Written request: Substitute "Output" for every "Result" in the material below and reproduce all of it with nothing else changed. Leave the pictures out.

--*--

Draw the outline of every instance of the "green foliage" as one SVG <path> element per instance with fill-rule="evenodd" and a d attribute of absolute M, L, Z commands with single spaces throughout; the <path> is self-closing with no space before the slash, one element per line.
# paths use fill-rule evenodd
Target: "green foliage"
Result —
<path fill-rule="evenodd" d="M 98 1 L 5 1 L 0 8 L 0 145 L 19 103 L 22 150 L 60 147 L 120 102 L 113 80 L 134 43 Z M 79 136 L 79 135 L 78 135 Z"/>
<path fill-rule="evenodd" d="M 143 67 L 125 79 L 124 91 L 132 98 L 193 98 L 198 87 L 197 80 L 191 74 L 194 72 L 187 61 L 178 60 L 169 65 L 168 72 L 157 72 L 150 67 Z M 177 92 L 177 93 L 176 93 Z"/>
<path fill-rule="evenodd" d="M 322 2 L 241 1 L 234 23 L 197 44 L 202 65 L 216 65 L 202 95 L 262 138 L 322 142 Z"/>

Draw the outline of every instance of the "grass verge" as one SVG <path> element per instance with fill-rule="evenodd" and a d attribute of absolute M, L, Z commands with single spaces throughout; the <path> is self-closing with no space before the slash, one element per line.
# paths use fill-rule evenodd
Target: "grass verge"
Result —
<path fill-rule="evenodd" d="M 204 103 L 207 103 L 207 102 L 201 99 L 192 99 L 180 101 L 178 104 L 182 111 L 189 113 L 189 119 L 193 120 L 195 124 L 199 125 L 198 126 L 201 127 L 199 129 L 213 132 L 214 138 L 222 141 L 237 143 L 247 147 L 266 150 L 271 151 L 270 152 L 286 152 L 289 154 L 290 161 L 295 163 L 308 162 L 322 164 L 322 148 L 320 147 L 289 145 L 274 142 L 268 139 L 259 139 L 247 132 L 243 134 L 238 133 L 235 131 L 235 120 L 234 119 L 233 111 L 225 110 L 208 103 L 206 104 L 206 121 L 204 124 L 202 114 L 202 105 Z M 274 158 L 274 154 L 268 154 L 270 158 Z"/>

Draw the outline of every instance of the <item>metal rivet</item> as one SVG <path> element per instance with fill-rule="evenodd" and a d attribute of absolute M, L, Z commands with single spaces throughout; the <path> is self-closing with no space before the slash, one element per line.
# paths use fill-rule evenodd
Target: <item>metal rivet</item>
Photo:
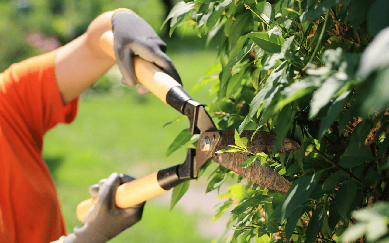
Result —
<path fill-rule="evenodd" d="M 209 150 L 210 147 L 211 141 L 209 138 L 206 137 L 200 142 L 200 149 L 201 151 L 206 152 Z"/>

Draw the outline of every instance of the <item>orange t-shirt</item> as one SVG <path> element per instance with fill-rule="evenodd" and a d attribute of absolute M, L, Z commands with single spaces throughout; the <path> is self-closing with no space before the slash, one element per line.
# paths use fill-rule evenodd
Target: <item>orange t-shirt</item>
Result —
<path fill-rule="evenodd" d="M 64 105 L 56 51 L 0 73 L 0 243 L 44 243 L 65 234 L 54 183 L 42 157 L 42 137 L 71 122 L 77 99 Z"/>

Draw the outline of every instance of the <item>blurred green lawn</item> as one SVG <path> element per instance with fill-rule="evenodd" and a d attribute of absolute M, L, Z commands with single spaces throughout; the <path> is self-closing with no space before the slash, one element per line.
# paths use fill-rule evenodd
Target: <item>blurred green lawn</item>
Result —
<path fill-rule="evenodd" d="M 190 45 L 177 47 L 177 43 L 186 41 L 168 43 L 168 48 L 175 47 L 168 54 L 189 91 L 214 63 L 216 53 Z M 208 91 L 210 85 L 194 98 L 209 103 L 212 99 Z M 58 187 L 68 232 L 81 224 L 75 208 L 90 197 L 88 189 L 91 184 L 113 172 L 140 177 L 185 159 L 185 149 L 167 158 L 165 152 L 178 133 L 189 127 L 187 120 L 163 128 L 180 114 L 152 94 L 141 96 L 134 89 L 125 90 L 117 96 L 109 93 L 83 96 L 75 121 L 58 126 L 45 137 L 44 156 Z M 110 242 L 209 242 L 197 231 L 199 217 L 177 208 L 170 212 L 167 206 L 149 202 L 142 220 Z"/>

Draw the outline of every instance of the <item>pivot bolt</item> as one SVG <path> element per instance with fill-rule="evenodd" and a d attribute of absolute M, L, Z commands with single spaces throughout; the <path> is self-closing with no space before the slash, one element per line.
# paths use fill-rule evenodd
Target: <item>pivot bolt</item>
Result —
<path fill-rule="evenodd" d="M 200 149 L 203 152 L 207 152 L 211 147 L 211 141 L 209 138 L 206 137 L 200 141 Z"/>

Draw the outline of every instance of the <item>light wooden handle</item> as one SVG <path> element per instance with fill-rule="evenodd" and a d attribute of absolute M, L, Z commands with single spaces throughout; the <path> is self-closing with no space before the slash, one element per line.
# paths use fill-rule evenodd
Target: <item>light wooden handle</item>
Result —
<path fill-rule="evenodd" d="M 168 191 L 159 185 L 157 178 L 158 173 L 157 171 L 119 185 L 115 199 L 117 207 L 130 208 Z M 80 221 L 84 221 L 86 213 L 96 200 L 97 198 L 89 198 L 78 205 L 76 214 Z"/>
<path fill-rule="evenodd" d="M 114 34 L 112 31 L 105 32 L 100 38 L 100 47 L 114 59 Z M 182 86 L 155 65 L 138 56 L 133 58 L 135 75 L 139 82 L 165 103 L 166 94 L 175 86 Z"/>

--*--

Result:
Draw the outline of every instance of the "green foliage" as one SVG <path> element per instance with fill-rule="evenodd" and a d attribute of absolute M, L, Z commands with single spaces throughout; the <path> is self-closing with no space before the slash, one element per line.
# paths use fill-rule evenodd
Target: "green foliage"
Output —
<path fill-rule="evenodd" d="M 98 1 L 5 1 L 0 8 L 0 145 L 19 103 L 22 150 L 60 147 L 120 102 L 113 80 L 134 43 Z M 79 136 L 79 135 L 78 135 Z"/>
<path fill-rule="evenodd" d="M 143 67 L 125 79 L 124 91 L 132 98 L 193 98 L 198 87 L 197 80 L 191 74 L 194 72 L 187 61 L 178 60 L 169 65 L 168 72 L 157 72 L 150 67 Z M 177 92 L 177 93 L 176 93 Z"/>
<path fill-rule="evenodd" d="M 322 2 L 241 1 L 234 23 L 197 44 L 202 65 L 216 65 L 202 95 L 262 138 L 322 142 Z"/>

Draw the outline of every instance of the "grass verge" as one SVG <path> element per instance with fill-rule="evenodd" and a d attribute of absolute M, L, Z commands with single spaces throughout; the <path> is self-closing with no space before the slash, one element per line.
# paths use fill-rule evenodd
Target: "grass verge"
Output —
<path fill-rule="evenodd" d="M 204 103 L 207 103 L 207 102 L 201 99 L 192 99 L 180 101 L 178 104 L 182 111 L 189 113 L 189 119 L 193 120 L 195 124 L 199 125 L 198 126 L 201 127 L 199 129 L 213 132 L 214 138 L 222 141 L 237 143 L 247 147 L 266 150 L 271 151 L 270 152 L 286 152 L 289 154 L 290 161 L 295 163 L 308 162 L 322 164 L 322 148 L 320 147 L 289 145 L 274 142 L 268 139 L 259 139 L 247 132 L 243 134 L 238 133 L 235 131 L 235 120 L 234 119 L 233 111 L 225 110 L 208 103 L 206 104 L 206 121 L 204 124 L 202 114 L 202 105 Z M 274 158 L 274 154 L 268 154 L 270 158 Z"/>

Draw the outline of every instance of the <item>metal rivet</item> as one SVG <path> element per instance with fill-rule="evenodd" and a d attribute of absolute M, L, Z commands with single spaces throughout; the <path> is self-closing with no space before the slash, one element per line.
# paths use fill-rule evenodd
Target: <item>metal rivet</item>
Photo:
Output —
<path fill-rule="evenodd" d="M 209 150 L 210 147 L 211 141 L 209 138 L 206 137 L 200 142 L 200 149 L 201 151 L 206 152 Z"/>

Draw the outline of every instance of the <item>orange t-shirt</item> as one SVG <path> element per instance with fill-rule="evenodd" and a d attribute of absolute M, L, Z commands with single spaces throughout; the <path> is self-closing with no space before the slash, one element per line.
# paths use fill-rule evenodd
Target: <item>orange t-shirt</item>
Output —
<path fill-rule="evenodd" d="M 64 105 L 56 51 L 0 73 L 0 243 L 44 243 L 65 234 L 54 183 L 42 157 L 42 137 L 71 122 L 77 99 Z"/>

Draw the outline of every instance of the <item>blurred green lawn</item> as one SVG <path> element per instance with fill-rule="evenodd" and a d attribute of absolute M, L, Z commands with single spaces throughout; the <path> is self-closing with no space before the slash, one element per line.
# paths use fill-rule evenodd
Target: <item>blurred green lawn</item>
Output —
<path fill-rule="evenodd" d="M 190 45 L 177 47 L 177 43 L 186 41 L 168 43 L 168 48 L 175 47 L 168 54 L 189 91 L 214 63 L 216 53 Z M 208 91 L 210 85 L 194 98 L 209 103 L 212 99 Z M 58 187 L 68 232 L 81 224 L 75 208 L 90 197 L 88 189 L 91 184 L 113 172 L 140 177 L 185 159 L 185 149 L 167 158 L 165 152 L 178 133 L 189 127 L 187 120 L 163 128 L 180 114 L 152 94 L 141 96 L 134 89 L 125 90 L 117 96 L 109 93 L 83 96 L 75 121 L 58 126 L 45 137 L 44 156 Z M 110 242 L 209 242 L 197 231 L 199 217 L 177 208 L 170 212 L 167 206 L 149 202 L 142 220 Z"/>

Draw the outline of every instance of the <item>pivot bolt</item> as one SVG <path> element per instance with fill-rule="evenodd" and a d attribute of absolute M, L, Z commands with single spaces throughout; the <path> is self-closing with no space before the slash, one element per line.
# paths use fill-rule evenodd
Target: <item>pivot bolt</item>
Output —
<path fill-rule="evenodd" d="M 200 149 L 203 152 L 207 152 L 211 147 L 211 141 L 209 138 L 206 137 L 200 141 Z"/>

Draw the outline of every instance of the <item>light wooden handle</item> as one SVG <path> element per instance with fill-rule="evenodd" and a d attribute of absolute M, L, Z commands with single spaces throughout; the <path> is self-closing with no space before the slash, one element per line.
# paths use fill-rule evenodd
Target: <item>light wooden handle</item>
Output —
<path fill-rule="evenodd" d="M 168 191 L 159 185 L 157 178 L 158 173 L 157 171 L 119 185 L 115 199 L 117 207 L 130 208 Z M 80 221 L 84 221 L 86 213 L 96 200 L 97 198 L 89 198 L 78 205 L 76 214 Z"/>
<path fill-rule="evenodd" d="M 114 34 L 112 31 L 105 32 L 100 38 L 100 47 L 114 59 Z M 182 86 L 155 65 L 138 56 L 133 58 L 135 75 L 139 82 L 165 103 L 166 94 L 175 86 Z"/>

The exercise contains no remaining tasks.